→ **Work instructions**: There is a line containing "of the concrete" in the entries below. Repeat that line and every line after it exactly, and nothing more.
--*--
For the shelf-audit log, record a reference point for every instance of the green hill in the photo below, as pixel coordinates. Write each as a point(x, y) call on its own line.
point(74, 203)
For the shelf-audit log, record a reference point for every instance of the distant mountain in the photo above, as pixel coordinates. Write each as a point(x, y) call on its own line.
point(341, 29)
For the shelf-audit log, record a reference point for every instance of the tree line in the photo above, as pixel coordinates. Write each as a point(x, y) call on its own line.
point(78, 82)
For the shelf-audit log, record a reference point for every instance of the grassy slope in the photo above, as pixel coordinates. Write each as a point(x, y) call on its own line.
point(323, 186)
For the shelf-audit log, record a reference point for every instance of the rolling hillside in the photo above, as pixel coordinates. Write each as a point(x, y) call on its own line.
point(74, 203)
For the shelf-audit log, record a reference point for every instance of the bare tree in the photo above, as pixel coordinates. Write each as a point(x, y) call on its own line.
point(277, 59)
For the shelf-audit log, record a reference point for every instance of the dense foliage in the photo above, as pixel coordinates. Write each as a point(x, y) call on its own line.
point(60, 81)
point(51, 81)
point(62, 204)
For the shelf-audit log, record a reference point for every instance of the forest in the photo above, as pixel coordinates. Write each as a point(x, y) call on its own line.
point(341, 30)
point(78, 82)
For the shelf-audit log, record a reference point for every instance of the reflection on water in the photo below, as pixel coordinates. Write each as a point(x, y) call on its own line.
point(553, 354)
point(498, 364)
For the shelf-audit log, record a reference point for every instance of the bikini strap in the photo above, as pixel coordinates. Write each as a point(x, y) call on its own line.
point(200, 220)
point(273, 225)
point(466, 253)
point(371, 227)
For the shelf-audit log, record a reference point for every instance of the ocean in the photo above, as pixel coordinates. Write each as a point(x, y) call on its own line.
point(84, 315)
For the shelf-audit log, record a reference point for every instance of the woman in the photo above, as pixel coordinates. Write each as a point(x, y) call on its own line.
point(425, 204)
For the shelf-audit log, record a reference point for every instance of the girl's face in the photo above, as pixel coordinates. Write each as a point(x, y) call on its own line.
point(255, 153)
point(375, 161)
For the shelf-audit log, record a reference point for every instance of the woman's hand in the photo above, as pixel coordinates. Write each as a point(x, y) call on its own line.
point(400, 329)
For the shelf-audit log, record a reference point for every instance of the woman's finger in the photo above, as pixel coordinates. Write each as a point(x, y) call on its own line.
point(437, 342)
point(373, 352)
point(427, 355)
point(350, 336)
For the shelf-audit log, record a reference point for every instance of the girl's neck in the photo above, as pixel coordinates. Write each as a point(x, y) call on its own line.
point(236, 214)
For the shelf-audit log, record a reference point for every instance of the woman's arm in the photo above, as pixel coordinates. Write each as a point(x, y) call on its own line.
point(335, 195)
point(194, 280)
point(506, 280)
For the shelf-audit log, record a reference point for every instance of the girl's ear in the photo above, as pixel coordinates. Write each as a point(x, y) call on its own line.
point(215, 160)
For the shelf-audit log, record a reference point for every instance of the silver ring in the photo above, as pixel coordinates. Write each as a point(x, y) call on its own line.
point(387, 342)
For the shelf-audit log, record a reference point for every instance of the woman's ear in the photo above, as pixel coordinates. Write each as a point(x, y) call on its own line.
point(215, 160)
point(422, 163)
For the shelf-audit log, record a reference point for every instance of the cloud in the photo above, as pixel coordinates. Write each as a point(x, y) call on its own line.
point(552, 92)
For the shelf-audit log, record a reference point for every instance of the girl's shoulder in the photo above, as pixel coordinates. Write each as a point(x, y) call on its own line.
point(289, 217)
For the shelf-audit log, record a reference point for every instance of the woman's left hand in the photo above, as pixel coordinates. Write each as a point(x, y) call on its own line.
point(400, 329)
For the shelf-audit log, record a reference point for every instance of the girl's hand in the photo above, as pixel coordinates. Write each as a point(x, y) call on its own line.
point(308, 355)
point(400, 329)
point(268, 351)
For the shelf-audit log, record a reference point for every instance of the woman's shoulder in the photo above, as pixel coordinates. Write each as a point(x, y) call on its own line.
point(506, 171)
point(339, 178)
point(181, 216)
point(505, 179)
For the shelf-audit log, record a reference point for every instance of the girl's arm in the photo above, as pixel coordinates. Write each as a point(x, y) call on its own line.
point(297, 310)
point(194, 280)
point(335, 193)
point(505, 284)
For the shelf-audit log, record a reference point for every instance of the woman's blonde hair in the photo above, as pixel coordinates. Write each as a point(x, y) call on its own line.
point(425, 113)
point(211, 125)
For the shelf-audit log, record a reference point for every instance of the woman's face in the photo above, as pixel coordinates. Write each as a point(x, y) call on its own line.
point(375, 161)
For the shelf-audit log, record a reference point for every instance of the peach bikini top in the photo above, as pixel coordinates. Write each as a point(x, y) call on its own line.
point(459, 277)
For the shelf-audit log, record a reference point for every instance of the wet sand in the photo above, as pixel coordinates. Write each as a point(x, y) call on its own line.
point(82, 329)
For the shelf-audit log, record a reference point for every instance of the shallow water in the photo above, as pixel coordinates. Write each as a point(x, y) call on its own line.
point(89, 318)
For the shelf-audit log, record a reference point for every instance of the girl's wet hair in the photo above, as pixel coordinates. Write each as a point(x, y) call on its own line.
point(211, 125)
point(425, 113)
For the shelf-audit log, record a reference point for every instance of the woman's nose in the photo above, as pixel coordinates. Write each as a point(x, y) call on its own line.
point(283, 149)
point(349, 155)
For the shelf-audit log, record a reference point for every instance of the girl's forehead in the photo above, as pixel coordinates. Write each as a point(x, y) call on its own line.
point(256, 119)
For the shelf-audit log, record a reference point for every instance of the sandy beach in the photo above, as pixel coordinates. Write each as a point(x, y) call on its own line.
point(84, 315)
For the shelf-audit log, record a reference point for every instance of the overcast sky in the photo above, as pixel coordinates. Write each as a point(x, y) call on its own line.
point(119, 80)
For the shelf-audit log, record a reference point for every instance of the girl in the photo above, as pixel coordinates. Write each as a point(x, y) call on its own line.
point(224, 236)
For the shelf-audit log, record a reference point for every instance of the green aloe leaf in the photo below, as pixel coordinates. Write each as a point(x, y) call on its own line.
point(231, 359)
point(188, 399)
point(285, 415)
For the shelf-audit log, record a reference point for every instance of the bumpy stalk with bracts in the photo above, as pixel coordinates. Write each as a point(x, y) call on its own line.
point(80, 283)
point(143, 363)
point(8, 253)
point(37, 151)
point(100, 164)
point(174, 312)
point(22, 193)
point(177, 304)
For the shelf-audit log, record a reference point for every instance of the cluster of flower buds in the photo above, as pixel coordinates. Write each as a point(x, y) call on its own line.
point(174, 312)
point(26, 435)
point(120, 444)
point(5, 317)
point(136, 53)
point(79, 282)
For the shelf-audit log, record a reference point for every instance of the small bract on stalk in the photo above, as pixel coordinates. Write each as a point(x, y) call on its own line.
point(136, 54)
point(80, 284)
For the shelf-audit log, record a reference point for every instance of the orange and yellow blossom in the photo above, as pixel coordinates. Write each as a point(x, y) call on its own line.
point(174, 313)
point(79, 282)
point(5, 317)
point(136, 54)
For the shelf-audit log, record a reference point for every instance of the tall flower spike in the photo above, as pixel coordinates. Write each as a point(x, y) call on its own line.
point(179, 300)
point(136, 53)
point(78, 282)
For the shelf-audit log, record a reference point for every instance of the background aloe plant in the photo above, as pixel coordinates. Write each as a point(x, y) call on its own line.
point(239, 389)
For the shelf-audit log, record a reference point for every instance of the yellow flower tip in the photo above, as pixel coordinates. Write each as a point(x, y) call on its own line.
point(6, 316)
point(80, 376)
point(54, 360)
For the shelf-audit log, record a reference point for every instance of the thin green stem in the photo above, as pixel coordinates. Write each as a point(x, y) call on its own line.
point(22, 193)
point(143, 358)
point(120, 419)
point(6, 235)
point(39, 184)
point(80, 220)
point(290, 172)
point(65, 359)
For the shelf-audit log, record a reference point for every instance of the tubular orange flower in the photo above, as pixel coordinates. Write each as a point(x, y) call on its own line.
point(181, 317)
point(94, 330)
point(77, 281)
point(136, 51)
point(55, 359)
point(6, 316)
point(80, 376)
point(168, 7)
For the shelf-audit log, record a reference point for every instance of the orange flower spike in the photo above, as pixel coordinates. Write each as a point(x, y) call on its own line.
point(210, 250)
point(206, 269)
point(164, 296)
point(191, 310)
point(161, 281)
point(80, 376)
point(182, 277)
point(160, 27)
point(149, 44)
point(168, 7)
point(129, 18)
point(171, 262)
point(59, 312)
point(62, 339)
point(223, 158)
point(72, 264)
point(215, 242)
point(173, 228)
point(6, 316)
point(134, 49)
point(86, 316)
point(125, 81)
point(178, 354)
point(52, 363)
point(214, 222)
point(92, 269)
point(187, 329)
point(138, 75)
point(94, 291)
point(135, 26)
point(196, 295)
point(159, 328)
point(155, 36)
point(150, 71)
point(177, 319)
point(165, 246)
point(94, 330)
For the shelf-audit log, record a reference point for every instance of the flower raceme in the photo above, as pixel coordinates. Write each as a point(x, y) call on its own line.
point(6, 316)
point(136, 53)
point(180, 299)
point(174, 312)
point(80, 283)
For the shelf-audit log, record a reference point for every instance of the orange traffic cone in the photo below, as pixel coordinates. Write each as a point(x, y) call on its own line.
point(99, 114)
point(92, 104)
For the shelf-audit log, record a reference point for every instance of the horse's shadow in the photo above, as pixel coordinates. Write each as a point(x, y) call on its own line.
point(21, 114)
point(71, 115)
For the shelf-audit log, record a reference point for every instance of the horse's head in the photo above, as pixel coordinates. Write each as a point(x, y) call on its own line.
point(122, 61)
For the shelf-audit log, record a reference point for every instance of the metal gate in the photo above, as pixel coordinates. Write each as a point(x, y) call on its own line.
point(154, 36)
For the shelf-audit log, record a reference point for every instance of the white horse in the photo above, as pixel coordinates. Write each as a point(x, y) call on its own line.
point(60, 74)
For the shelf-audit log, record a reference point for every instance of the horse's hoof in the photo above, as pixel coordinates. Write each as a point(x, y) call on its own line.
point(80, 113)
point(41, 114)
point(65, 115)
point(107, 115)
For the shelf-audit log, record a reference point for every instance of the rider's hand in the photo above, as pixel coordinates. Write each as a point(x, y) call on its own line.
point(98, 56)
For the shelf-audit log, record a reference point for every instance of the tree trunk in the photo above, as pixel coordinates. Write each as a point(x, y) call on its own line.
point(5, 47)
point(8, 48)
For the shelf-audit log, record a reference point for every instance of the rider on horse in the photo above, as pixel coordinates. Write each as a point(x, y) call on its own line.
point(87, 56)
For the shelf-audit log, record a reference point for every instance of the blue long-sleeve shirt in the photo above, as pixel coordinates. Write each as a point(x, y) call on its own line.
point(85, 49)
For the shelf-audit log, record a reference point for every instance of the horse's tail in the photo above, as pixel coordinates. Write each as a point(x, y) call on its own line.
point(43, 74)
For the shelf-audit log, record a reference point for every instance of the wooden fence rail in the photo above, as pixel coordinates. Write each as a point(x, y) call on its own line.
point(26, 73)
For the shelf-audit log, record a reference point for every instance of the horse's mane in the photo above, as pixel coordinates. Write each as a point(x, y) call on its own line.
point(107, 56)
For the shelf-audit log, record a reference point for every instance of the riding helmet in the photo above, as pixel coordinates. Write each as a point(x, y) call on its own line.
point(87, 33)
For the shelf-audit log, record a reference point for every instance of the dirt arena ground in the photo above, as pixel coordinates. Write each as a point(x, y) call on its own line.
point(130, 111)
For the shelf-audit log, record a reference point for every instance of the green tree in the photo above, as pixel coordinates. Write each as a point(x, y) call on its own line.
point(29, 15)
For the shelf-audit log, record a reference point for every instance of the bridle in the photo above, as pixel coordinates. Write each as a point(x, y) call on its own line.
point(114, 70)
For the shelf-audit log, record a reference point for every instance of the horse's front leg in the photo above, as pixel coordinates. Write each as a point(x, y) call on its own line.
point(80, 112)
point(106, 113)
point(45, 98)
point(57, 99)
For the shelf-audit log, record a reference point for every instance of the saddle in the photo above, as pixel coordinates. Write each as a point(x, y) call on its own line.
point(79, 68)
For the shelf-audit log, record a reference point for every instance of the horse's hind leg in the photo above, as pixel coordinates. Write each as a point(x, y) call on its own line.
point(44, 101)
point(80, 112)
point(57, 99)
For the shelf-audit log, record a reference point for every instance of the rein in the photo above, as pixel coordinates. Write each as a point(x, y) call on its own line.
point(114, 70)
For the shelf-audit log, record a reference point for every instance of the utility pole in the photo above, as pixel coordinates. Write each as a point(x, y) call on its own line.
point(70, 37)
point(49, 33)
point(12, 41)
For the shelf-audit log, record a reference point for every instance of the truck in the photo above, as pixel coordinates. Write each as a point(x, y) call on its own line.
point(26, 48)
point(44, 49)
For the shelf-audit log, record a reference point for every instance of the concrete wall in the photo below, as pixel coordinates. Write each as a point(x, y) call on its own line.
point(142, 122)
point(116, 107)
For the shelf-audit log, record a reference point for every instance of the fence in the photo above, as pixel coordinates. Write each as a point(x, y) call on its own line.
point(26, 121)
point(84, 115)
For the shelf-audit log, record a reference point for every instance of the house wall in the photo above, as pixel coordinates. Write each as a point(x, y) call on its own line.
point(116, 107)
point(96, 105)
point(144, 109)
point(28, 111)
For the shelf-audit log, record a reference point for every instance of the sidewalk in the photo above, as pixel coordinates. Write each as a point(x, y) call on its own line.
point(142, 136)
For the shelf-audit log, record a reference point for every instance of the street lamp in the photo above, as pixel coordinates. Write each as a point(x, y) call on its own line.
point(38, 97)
--*--
→ **Answer section**:
For the shelf-audit log, record a reference point for every instance of the concrete wall in the photo below, as pixel coordinates. Write each as a point(x, y) call on its own line.
point(142, 122)
point(116, 107)
For the shelf-audit log, record a reference point for every instance of the fence in the photo above, as pixel coordinates. Write each as a point(x, y) call on its own line.
point(26, 121)
point(84, 115)
For the shelf-audit log, record a reference point for every instance of the house wall in the photo above, as pixel coordinates. Write each as a point(x, y) call on its own line.
point(116, 107)
point(96, 105)
point(144, 109)
point(28, 111)
For the shelf-audit log, record a reference point for every instance of the sidewalk in the photo above, as pixel coordinates. Write each as a point(x, y) call on its own line.
point(142, 136)
For the shelf-audit log, record a reference point for every instance of the street lamp in the photo above, as pixel coordinates. Write each as a point(x, y) call on its own line.
point(38, 97)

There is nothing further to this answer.